INSTRUCTIONS FOR THE TASK - Return every one of the records below verbatim, line for line, with nothing altered, added, or left out.

EXTRACTED INFORMATION -
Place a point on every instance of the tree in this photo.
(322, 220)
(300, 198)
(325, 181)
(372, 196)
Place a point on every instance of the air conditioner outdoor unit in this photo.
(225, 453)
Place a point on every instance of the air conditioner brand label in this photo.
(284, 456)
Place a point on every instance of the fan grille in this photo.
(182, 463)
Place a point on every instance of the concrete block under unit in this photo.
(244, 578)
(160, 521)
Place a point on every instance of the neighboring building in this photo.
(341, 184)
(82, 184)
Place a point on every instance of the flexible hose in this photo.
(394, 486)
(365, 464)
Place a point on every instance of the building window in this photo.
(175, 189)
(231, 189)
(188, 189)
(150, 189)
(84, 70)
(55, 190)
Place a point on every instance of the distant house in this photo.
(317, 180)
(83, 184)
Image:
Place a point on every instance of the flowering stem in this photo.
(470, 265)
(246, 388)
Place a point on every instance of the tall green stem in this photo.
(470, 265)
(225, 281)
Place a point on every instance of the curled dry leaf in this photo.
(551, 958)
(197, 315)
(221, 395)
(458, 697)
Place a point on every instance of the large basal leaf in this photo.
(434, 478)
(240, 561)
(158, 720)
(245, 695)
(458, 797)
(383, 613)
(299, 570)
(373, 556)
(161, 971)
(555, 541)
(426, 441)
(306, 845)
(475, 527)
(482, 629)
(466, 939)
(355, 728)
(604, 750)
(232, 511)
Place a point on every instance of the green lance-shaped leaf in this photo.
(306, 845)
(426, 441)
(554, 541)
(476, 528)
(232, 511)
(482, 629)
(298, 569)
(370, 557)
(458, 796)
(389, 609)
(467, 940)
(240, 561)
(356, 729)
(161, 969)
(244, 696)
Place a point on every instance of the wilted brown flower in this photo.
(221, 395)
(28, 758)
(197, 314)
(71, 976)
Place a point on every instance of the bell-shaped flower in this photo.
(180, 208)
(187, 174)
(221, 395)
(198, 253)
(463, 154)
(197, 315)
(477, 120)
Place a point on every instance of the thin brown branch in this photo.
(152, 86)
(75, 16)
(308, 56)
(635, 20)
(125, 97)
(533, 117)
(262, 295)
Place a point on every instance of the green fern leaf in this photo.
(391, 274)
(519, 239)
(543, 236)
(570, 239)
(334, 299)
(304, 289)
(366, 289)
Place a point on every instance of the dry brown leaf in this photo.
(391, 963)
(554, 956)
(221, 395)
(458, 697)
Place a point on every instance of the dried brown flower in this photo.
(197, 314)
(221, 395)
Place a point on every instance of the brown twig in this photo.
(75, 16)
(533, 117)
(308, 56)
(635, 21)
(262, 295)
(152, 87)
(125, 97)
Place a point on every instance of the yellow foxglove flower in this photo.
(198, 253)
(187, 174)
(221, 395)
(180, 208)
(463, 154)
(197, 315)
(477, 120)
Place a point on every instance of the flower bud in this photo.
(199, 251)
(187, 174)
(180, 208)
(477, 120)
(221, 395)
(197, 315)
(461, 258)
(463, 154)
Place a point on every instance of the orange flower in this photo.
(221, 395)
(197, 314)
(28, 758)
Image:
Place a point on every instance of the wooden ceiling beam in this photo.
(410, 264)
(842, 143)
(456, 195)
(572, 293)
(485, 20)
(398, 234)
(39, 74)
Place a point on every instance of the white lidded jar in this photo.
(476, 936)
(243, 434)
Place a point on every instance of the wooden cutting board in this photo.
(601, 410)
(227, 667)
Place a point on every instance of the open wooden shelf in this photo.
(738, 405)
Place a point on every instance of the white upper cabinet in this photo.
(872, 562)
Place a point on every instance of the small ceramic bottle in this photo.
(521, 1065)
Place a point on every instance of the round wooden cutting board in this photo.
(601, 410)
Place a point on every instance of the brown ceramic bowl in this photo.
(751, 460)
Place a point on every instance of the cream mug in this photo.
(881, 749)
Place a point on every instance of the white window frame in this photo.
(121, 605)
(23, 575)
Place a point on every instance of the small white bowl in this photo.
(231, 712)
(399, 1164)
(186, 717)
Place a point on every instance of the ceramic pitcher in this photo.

COMPLETED EXERCISE -
Place a point on every instance of the tree in this photo.
(322, 220)
(300, 198)
(325, 181)
(372, 196)
Place a point on every instance of the air conditioner outdoor unit in this photo.
(225, 453)
Place a point on every instance of the air conditioner brand label in this photo.
(284, 456)
Place a point on every instance of the fan grille in this photo.
(182, 463)
Place a point on every instance of the concrete block under unit in this photo.
(244, 578)
(160, 521)
Place a point on every instance of the neighboring building in this photo.
(341, 184)
(82, 184)
Place a point on every instance of the flexible hose in this photo.
(394, 486)
(365, 464)
Place a point on every instance of the building window in this photo.
(175, 189)
(231, 189)
(188, 189)
(150, 189)
(84, 70)
(55, 190)
Place a point on every instance of the distant house in this photo.
(317, 180)
(83, 184)
Image:
Place a point on every instance of the flowering stem in this photo.
(470, 265)
(246, 388)
Place a point on every instance of the tall green stem in this photo.
(470, 265)
(225, 281)
Place a point on every instance of the curled dry leaf in this photo.
(551, 958)
(197, 315)
(221, 395)
(458, 697)
Place a point on every instance of the large basal leaf in this photo.
(434, 478)
(240, 561)
(158, 720)
(245, 695)
(458, 797)
(383, 613)
(299, 570)
(373, 556)
(161, 971)
(555, 541)
(426, 441)
(306, 845)
(475, 527)
(482, 629)
(466, 939)
(355, 728)
(604, 750)
(232, 511)
Place a point on every instance of the green lance-shaped leaf in this photo.
(306, 845)
(426, 441)
(554, 541)
(476, 528)
(232, 511)
(482, 629)
(298, 569)
(370, 557)
(458, 796)
(389, 609)
(467, 940)
(240, 561)
(356, 729)
(161, 969)
(244, 696)
Place a point on every instance of the wilted brown flower in this photo.
(221, 395)
(28, 758)
(197, 314)
(71, 976)
Place a point on every instance of the bell-shaped flower in this photo.
(180, 208)
(187, 174)
(221, 395)
(198, 253)
(463, 154)
(197, 315)
(477, 120)
Place a point on every instance of the thin brown branch in this photo.
(152, 86)
(75, 16)
(308, 56)
(635, 20)
(125, 97)
(533, 117)
(262, 295)
Place a point on every instance of the green fern leaf in this photo.
(391, 274)
(519, 239)
(543, 236)
(570, 239)
(334, 299)
(304, 289)
(366, 289)
Place a point on every instance of the dry brown leaf in this photo.
(391, 963)
(554, 956)
(221, 395)
(458, 697)
Place a point on every instance of the dried brown flower in this photo.
(197, 314)
(221, 395)
Place a point on every instance of the brown twig in this photo.
(75, 16)
(533, 117)
(308, 56)
(635, 21)
(262, 295)
(152, 87)
(125, 97)
Place a point on every instance of the yellow foxglove flower in this photo.
(198, 253)
(187, 174)
(221, 395)
(180, 208)
(463, 154)
(197, 315)
(477, 120)
Place a point on every instance of the flower bud in this photo.
(199, 251)
(187, 174)
(180, 208)
(477, 120)
(221, 395)
(197, 315)
(461, 258)
(463, 154)
Place a point on every instance of the orange flower in this photo.
(221, 395)
(197, 314)
(28, 758)
Image:
Place a point on every instance of the wooden ceiling beam in this photo.
(410, 264)
(842, 143)
(456, 195)
(572, 293)
(485, 20)
(398, 234)
(39, 74)
Place a point on every instance of the white lidded jar in this photo.
(476, 936)
(243, 434)
Place a point on every instance of the wooden cutting board in this photo.
(601, 410)
(227, 667)
Place a point on every instance of the open wooden shelf in this photo.
(738, 405)
Place a point on every instance of the white upper cabinet in this photo.
(872, 562)
Place a point on every instance of the small ceramic bottle in this photo.
(521, 1065)
Place a point on every instance of the round wooden cutting board in this photo.
(601, 410)
Place a point on every instance of the brown ceramic bowl in this photo.
(751, 460)
Place a point on every instance of the cream mug in this photo.
(881, 749)
Place a point on every instance of the white window frame in this photo.
(121, 605)
(23, 575)
Place a point on every instance of the small white bowl in this photo.
(231, 712)
(399, 1164)
(186, 717)
Place a point on every instance of the ceramic pitcher in this photo.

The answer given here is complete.